§ Written exercise: Keep only the lines in the items below that contain the string "query", and copy each one unchanged.

§ Extracted information:
::::
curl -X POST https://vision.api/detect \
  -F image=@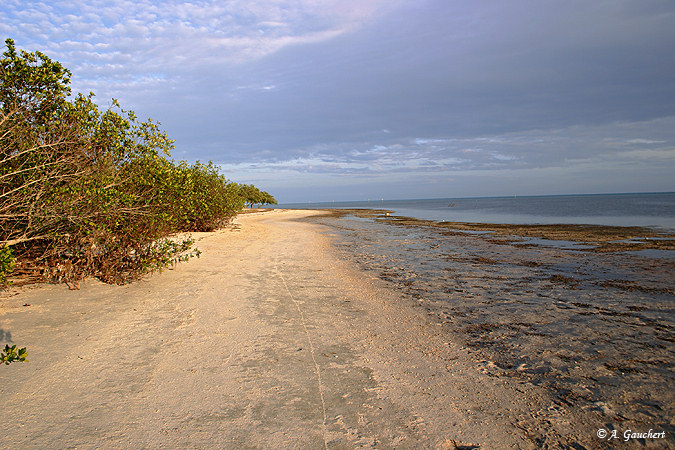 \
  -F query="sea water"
[302,198,675,445]
[279,192,675,230]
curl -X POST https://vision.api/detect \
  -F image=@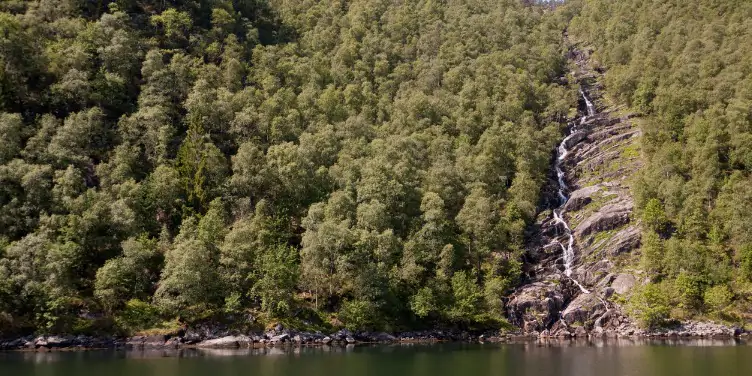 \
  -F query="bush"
[627,283,671,328]
[339,300,379,330]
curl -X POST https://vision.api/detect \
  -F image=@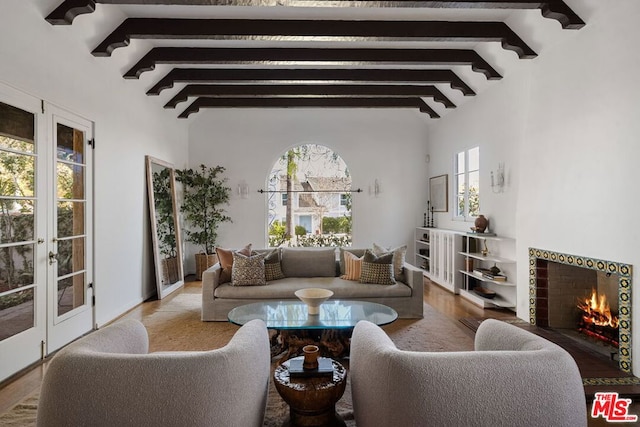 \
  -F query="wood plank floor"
[0,279,640,427]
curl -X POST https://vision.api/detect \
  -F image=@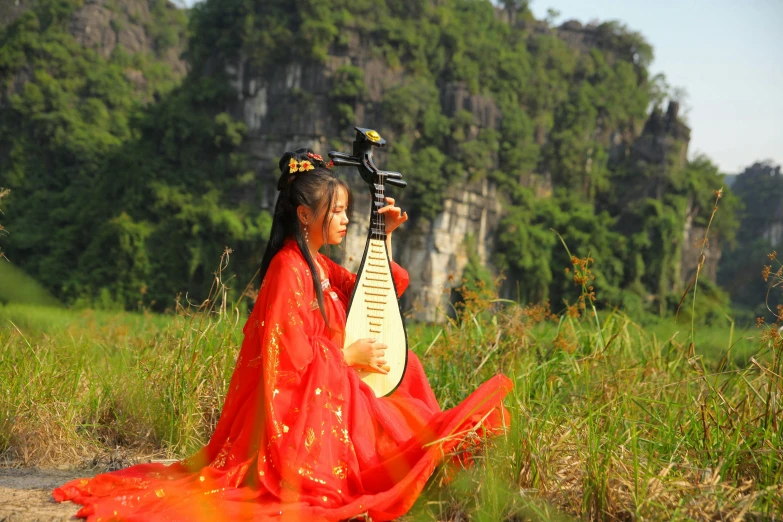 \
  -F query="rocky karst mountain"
[227,11,720,321]
[0,0,744,321]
::::
§ Answer to this task:
  -F query="sea water"
  -F query="bush"
  -F query="wood plank floor"
  -F query="rocky karst mountain"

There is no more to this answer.